Entries provided
::::::

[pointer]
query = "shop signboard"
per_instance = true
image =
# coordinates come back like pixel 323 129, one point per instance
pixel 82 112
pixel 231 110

::::::

Description of the task
Starting at the line that contains "# coordinates come", write out every line through the last one in the data above, exactly as it stands.

Answer to the problem
# coordinates come back like pixel 323 129, one point per instance
pixel 82 112
pixel 231 110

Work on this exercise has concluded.